Poursuivez l'extrait ci-dessous sur les rapports entre la majorité siméoniste, l'État et les oppositions en Corse, à partir de sa dernière phrase.

Extrait »
§ §
Il a d’une part souligné que l’Etat finançait, pour un montant avoisinant les six millions d’euros, trois chantiers de rénovation énergétiques concernant des bâtiments universitaires, de l'Afpa (Agence pour la formation professionnelle des adultes) et de l’UIISC (Unité d’Intervention et d’Instruction de la Sécurité Civile).
Il a d’autre part rappelé que, depuis le début de la crise sanitaire, l'Etat avait « aidé les entreprises et l'ensemble des habitants » à hauteur de 610 millions d’euros (aides d'urgence, activité partielle, fond de solidarité, différentes exonérations) et en garantissant à hauteur de 90 % un milliard d’euros de prêts. Deuxio, Olivier Dussopt a rencontré des responsables Institutionnels, politiques et économiques sans que les services de l’État aient semble-t-il tout fait pour que le président du Conseil exécutif soit présent. Ayant finalement pu se rendre à une réunion de travail ayant eu lieu à huis-clos dans les locaux de l’Université de Corse, Gilles Simeoni a indiqué avoir plaidé pour une adaptation du Plan de Relance Exceptionnel aux spécificités économiques et sociales de la Corse ainsi que pour que soient mis en œuvre un statut fiscal et social et un statut d’autonomie de plein droit et de plein exercice. Mais le ministre lui ayant fait savoir qu’il n’était en son pouvoir ni de répondre, ni de s’engager, Gilles Simeoni n’a pu, une fois de plus, que faire état de sa déception : « Paris fait semblant de nous consulter mais il n'y a pas de dialogue opérationnel (…) Une nouvelle fois, notre interlocuteur n'a pu donner aucune réponse à nos demandes.»

Conjonction PNC / Droite

Etant confrontée à la persistance de rapports difficiles avec l’État, la majorité siméoniste doit aussi désormais compter avec des oppositions qui à défaut de pouvoir politiquement s’unir risquent de ponctuellement se cristalliser.
Ce scénario vient de se concrétiser avec la crise encore ouverte ayant pour contexte la désignation du président du Syndicat d’Énergie de la Corse-du-Sud. Le 23 juillet dernier, à l’Assemblée de Corse, la majorité siméoniste a décidé de présenter un unique candidat à la présidence (Jean Biancucci) et de proposer une vice-présidence à respectivement PNC-Avanzemu et Core in Fronte. Mais cette démarche a été rejetée. La droite a contesté sa mise à l’écart.
§ §
Contenu des données »

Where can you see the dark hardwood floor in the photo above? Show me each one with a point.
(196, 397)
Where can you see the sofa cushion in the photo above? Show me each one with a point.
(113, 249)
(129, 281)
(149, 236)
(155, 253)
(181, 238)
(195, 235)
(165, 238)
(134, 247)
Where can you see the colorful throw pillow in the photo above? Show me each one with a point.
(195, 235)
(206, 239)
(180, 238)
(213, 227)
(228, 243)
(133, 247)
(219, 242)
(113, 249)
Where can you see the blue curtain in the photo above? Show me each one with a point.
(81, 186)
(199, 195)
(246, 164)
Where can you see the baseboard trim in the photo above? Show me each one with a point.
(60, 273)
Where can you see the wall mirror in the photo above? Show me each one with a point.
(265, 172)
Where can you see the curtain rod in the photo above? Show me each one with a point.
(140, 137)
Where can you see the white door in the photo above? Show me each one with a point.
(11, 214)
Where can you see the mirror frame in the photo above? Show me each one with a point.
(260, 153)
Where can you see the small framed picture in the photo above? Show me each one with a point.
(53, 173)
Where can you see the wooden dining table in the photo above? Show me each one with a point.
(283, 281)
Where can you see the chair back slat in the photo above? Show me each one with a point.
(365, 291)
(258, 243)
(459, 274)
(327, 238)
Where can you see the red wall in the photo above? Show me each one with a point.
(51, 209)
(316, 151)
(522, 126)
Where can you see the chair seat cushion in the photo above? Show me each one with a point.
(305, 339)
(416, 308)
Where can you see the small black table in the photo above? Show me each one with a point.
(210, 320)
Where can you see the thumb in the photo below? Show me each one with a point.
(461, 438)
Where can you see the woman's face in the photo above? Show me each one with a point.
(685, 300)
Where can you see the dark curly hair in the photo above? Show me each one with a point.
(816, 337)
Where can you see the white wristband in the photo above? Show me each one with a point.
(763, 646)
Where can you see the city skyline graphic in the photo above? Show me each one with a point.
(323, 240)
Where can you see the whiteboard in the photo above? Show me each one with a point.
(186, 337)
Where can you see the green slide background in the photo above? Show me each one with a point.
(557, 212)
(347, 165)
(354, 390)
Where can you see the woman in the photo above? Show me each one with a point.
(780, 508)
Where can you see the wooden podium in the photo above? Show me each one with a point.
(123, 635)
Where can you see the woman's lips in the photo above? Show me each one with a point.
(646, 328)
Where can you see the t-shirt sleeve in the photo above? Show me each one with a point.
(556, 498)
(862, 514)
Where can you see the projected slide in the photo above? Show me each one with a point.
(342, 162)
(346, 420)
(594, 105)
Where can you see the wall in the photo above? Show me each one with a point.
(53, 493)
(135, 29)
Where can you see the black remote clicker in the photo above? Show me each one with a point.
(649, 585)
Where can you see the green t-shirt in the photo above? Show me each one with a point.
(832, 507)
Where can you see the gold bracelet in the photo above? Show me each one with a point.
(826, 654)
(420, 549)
§ §
Résultat obtenu »
Le PNC-Avanzemu a manifesté son refus que le président sortant issu de ses rangs (Jo Pucci, maire de Viggianeddu) ne puisse se représenter du fait de statuts du Syndicat réservant le mandat de président à un élu de l’Assemblée de Corse. Mais la fronde n’en n’est pas restée là. Alors que Core in Fronte ayant refusé une vice-présidence a choisi de camper sur l’Aventin, le PNC et la Droite ont remis en cause le mode de désignation du Président, expliquant qu’il était peu démocratique que les huit élus de la Collectivité de Corse siégeant au Comité syndical, puisse en imposer à 197 maires ou délégués des communes membres.

En conséquence, ils ont provoqué la réunion d’un Comité syndical exceptionnel qui, le 17 août dernier, a décidé de modifier le mode de désignation du président. Jean Biancucci, la majorité siméoniste et le premier-vice président sortant Antoine Ottavi, maire de Bastelicaccia assurant l’intérim de la présidence, ont certes dénoncé cette opération et invoqué une illégalité : « Ce n’est pas prévu par les textes. » Ils ont aussi évoqué la possibilité de saisir pour annulation la Justice. Cependant, quelle que soit l’issue juridique, cette fronde et cette cristallisation des oppositions suggèrent que Gilles Simeoni a subi un revers politique. Il est en passe d’échouer dans sa tentative de gérer différemment les oppositions et de refermer rapidement les plaies ayant été occasionnées par sa décision de mettre fin à la coalition Per a Corsica et par la mise à l’écart de Core in Fronte durant la précédente mandature.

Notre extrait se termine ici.